__Texto proporcionado__:
_____

Luego de varios año en terapia, fui diagnosticada formalmente como paciente de TAG (Trastorno de Ansiedad Generalizada), un padecimiento que dificulta el control sobre las emociones y, sobre todo, mi capacidad para sobrellevar situaciones muy estresantes. Y es que en algún punto, perdí el control de cómo asumo y construyo mis decisiones, mis ideas y, más aún, mi interpretación sobre el mundo. Un paciente de TAG puede verse superado y aplastado por preocupaciones muy sencillas y, con frecuencia, les lleva mucho esfuerzo diferenciar sus temores y la realidad.
“La ansiedad puede provocar que simplemente no puedas lidiar con las actividades diarias”, me explicó en una ocasión mi psiquiatra, “como si tu mente fuera incapaz de discernir entre los temores reales y tu percepción sobre ellos. La ansiedad aumenta, el temor a lo que pueda ocurrir te sofoca y finalmente, se convierte en un síntoma físico que no puedes comprender en realidad. Es esa confusión sobre lo que te ocurre lo que dificulta el diagnóstico y peor aún, complica un posible tratamiento y solución”.
Durante los momentos más duros de mis crisis de angustia solía preguntarme si a todo el mundo le afectaba de la misma forma la extraña sensación que mi mente era un ente vivo, independiente y, la mayoría de las veces, incontrolable. Me tomó unos cuantos años entender que el trastorno de ansiedad, los ataques de pánico y otros padecimientos relacionados con la salud mental, pocas veces son tomados en serio y sobre todo, asumidos como un cuadro clínico real. Como me ocurrió a mí, muchísimos pacientes están convencidos que la angustia, el miedo, la ansiedad y el dolor pueden ser controlables por un mero esfuerzo de voluntad. Y si bien en cierto que todos nos preocupamos en menor medida por problemas comunes como la salud, el dinero y dilemas domésticos, la manera en la que nos afecta es de hecho una reacción por completo personal y distinta en cada uno de nosotros. Mucho más si esa preocupación constante se convierte en invalidante, como le ocurre a los que sufrimos un trastorno de ansiedad crónico.

_____

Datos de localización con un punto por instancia
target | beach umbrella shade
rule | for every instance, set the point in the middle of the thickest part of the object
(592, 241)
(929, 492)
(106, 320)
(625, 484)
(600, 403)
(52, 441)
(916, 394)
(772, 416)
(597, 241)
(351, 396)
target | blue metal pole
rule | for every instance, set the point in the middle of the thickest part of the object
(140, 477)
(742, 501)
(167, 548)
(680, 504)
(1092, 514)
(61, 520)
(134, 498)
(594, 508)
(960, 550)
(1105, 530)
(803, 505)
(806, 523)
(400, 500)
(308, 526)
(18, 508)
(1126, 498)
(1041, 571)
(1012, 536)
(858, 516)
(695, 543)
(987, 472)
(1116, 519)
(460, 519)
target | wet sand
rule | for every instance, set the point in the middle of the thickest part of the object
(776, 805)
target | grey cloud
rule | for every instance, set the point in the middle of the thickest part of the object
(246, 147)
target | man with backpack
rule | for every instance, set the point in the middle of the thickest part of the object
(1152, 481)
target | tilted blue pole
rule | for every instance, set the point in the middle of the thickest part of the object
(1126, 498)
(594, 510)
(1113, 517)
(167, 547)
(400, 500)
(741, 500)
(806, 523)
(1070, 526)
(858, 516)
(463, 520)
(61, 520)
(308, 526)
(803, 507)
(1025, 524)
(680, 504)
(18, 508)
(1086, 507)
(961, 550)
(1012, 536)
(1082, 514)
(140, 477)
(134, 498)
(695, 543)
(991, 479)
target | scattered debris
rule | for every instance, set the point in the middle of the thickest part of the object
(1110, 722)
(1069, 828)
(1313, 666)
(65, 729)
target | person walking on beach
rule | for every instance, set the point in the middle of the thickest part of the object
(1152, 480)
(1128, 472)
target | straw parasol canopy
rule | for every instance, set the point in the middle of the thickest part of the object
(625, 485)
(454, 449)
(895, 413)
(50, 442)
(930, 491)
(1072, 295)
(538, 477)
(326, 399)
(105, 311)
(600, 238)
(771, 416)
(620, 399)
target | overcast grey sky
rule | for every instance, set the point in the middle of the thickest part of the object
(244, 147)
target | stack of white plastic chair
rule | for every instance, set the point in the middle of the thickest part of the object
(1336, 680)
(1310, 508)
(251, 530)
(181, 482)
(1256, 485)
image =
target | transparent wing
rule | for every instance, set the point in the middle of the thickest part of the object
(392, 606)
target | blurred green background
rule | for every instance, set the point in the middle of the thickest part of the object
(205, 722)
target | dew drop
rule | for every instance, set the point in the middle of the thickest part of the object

_____

__Comprueba tu comprensión__:
A) En el texto sobre el trastorno de ansiedad generalizada, ¿qué dificulta el diagnóstico según la cita del segundo párrafo?
B) Prosigue el texto sobre el trastorno de ansiedad generalizada a partir de su última oración.

__Respuestas por tarea__:
A) La confusión sobre lo que le ocurre a la persona.

B)
Según cifras recientes, un 35% de los adultos en el mundo padeció o padecerá de un ataque de pánico durante su vida. Una cifra que, por supuesto, no incluye a todo ese universo de pacientes que sufren de diagnósticos errados y que la mayoría de las veces nunca sabrán que todos sus síntomas son partes de un cuadro médico del cual desconocen incluso su existencia. Los síntomas físicos de un ataque de pánico son impredecibles y tampoco los mejora la medicina tradicional. Eso produce un trastorno dentro de un trastorno: el terror a cuándo ocurrirá el siguiente ataque de pánico.
Es difícil explicar a quien no lo ha sufrido, lo que significa perder el control por completo, esa línea entre un terror abstracto y destructor y lo que puede haber más allá. En los peores momentos de mi trastorno, muchas veces tuve la clara sensación que había perdido el poder de tomar decisiones sobre mi vida y que mi ansiedad era un elemento indivisible de mi personalidad. No hay nada más difícil que admitir en voz alta que tus emociones e incluso tu percepción sobre el mundo son tan confusas que no puedes comprenderlas a cabalidad. Tal vez por ese motivo la mayoría de las personas que sufren ansiedad son reservados, tensos y distantes: una manera de obtener un mínimo control sobre lo que se muestra y lo que se construye más allá de nosotros mismos, ese reflejo un poco distorsionado de nuestra visión de quiénes somos y cómo nos percibe alguien más.